→ **Brief**
Collect every line of the material below that contains the string "floor", matching case exactly, and copy each of those lines in full.
start Available records
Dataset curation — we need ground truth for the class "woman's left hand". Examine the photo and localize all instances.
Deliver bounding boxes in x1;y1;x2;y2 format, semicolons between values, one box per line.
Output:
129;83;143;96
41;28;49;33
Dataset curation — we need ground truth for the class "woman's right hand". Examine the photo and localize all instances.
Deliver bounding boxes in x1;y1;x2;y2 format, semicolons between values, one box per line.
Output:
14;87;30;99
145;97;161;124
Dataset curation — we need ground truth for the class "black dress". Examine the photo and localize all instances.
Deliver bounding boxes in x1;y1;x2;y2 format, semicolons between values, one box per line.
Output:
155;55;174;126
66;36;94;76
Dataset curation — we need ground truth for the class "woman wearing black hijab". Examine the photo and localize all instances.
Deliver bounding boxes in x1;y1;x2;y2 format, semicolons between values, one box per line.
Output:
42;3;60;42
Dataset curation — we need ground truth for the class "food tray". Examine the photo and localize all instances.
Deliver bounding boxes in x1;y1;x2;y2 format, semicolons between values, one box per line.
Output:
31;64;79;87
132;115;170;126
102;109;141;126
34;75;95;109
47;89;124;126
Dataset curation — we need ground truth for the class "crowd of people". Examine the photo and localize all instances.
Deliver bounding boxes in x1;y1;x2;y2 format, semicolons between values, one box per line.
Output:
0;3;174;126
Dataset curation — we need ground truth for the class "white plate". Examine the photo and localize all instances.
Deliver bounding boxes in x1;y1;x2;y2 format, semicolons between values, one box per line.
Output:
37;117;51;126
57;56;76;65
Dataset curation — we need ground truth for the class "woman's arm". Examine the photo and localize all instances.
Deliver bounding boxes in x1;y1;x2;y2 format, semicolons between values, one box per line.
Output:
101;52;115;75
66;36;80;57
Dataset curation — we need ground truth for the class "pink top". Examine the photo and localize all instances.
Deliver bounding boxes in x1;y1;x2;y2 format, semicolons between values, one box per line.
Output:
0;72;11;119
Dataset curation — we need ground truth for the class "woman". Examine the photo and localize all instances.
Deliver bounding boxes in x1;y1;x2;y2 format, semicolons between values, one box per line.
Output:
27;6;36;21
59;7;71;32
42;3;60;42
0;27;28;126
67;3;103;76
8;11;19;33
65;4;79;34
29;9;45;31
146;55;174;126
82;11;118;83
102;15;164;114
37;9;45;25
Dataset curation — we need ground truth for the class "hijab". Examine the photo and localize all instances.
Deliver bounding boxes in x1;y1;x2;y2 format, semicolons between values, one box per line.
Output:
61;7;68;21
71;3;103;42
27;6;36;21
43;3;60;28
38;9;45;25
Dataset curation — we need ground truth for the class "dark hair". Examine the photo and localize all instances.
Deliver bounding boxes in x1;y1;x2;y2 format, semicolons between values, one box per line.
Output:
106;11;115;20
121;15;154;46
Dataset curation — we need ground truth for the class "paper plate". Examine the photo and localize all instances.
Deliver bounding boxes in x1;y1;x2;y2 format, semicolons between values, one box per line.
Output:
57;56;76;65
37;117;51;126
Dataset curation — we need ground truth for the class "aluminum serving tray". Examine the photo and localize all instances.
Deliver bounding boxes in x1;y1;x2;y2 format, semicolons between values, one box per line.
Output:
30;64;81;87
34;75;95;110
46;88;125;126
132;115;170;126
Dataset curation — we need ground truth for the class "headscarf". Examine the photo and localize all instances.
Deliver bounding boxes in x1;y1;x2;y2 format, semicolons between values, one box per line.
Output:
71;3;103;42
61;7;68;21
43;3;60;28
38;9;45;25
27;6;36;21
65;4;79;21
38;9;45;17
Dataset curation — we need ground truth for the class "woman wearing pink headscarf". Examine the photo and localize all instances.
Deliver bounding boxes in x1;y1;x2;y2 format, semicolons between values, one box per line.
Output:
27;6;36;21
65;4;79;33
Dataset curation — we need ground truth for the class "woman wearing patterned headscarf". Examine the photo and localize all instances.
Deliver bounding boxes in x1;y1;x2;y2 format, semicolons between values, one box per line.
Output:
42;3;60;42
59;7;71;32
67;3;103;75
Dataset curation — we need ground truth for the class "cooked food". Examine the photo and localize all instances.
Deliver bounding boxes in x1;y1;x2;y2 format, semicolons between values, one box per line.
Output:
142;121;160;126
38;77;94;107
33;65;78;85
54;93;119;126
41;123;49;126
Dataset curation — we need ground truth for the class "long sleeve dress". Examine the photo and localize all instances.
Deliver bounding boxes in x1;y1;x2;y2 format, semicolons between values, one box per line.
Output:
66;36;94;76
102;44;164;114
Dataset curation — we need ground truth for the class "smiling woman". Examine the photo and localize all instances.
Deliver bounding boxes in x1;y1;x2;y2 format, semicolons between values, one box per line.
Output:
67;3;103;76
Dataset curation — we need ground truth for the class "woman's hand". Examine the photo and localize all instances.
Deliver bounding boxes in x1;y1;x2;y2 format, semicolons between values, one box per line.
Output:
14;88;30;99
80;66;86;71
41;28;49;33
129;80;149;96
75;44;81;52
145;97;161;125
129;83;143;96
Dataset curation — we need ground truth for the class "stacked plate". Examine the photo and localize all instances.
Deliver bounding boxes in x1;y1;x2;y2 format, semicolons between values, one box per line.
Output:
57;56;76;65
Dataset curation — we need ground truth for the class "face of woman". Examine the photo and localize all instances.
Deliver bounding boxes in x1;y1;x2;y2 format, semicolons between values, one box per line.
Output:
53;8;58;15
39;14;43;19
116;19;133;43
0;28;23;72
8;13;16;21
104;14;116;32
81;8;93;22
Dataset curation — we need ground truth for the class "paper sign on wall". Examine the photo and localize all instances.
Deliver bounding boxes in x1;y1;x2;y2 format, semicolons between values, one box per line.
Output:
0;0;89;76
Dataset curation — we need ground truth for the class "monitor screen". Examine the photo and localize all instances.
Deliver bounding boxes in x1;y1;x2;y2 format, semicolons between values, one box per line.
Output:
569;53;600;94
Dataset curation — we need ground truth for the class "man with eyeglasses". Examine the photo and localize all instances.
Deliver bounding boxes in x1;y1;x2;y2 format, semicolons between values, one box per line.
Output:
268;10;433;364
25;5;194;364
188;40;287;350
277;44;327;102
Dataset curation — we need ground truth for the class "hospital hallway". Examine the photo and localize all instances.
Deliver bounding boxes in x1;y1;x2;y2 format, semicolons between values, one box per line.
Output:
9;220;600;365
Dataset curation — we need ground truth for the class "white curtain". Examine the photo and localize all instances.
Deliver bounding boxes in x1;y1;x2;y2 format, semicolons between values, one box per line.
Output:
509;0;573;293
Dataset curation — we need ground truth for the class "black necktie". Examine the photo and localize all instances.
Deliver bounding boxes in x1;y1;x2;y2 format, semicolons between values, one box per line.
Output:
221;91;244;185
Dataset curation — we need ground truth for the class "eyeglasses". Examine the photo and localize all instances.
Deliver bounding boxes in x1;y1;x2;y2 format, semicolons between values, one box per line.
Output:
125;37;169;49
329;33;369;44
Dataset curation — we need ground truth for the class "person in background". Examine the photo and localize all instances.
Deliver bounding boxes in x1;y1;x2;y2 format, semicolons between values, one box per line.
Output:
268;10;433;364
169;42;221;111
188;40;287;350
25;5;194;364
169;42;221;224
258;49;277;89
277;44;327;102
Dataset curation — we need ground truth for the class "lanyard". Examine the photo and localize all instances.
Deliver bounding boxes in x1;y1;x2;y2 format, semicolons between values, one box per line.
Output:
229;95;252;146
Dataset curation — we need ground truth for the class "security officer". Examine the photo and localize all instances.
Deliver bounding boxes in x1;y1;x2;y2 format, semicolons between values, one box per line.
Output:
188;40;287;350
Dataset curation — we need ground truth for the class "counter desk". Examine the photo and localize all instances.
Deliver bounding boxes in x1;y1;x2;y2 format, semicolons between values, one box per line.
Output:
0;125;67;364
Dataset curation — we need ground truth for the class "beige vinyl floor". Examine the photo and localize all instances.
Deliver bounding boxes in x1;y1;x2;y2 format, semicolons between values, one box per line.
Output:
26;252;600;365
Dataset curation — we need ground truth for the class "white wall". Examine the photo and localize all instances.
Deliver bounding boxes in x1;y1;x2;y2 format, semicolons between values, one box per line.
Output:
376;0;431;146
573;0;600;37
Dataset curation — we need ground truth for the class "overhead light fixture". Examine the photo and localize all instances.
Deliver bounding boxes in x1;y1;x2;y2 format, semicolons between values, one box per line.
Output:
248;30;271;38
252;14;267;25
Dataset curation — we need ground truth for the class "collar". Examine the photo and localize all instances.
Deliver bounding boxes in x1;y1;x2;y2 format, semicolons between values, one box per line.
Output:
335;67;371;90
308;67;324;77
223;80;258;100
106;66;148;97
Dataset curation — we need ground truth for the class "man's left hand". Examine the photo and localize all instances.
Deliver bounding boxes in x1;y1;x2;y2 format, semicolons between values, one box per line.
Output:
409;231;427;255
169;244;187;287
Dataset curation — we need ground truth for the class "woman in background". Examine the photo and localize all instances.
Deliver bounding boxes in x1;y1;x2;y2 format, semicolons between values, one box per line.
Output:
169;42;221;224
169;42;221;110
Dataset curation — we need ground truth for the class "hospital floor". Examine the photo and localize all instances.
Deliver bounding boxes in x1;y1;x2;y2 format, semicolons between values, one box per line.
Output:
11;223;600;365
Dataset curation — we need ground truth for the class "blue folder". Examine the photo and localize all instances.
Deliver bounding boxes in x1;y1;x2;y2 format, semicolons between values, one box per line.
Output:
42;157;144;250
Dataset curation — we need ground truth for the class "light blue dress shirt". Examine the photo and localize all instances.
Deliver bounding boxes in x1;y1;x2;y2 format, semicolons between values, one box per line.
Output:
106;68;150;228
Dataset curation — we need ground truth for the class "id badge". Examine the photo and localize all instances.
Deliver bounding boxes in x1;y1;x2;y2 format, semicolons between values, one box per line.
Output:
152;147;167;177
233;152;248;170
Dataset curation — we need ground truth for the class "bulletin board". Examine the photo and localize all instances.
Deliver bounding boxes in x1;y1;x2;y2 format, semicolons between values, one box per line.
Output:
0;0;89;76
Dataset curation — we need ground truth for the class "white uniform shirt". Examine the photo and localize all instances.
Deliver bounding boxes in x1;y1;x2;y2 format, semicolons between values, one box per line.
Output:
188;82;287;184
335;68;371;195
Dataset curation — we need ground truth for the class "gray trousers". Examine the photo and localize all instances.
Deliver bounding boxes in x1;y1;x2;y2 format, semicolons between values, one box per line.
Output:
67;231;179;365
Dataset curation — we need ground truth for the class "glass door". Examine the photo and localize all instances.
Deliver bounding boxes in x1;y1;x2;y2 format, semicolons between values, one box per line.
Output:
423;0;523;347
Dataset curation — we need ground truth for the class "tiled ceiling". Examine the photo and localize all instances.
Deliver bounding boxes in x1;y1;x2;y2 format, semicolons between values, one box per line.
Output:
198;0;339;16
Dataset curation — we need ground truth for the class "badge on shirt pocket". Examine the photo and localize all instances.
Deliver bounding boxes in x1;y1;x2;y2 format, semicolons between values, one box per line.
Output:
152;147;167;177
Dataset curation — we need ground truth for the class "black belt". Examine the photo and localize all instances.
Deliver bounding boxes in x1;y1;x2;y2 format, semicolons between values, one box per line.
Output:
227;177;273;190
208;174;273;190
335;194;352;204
end Available records
→ **Written answer**
Dataset curation — we need ground truth for the class "beige vinyl floor". Examine the photo and localize all instances.
Dataset curation — we need ground truth for the class "hospital floor". Examine the photo and localize all instances.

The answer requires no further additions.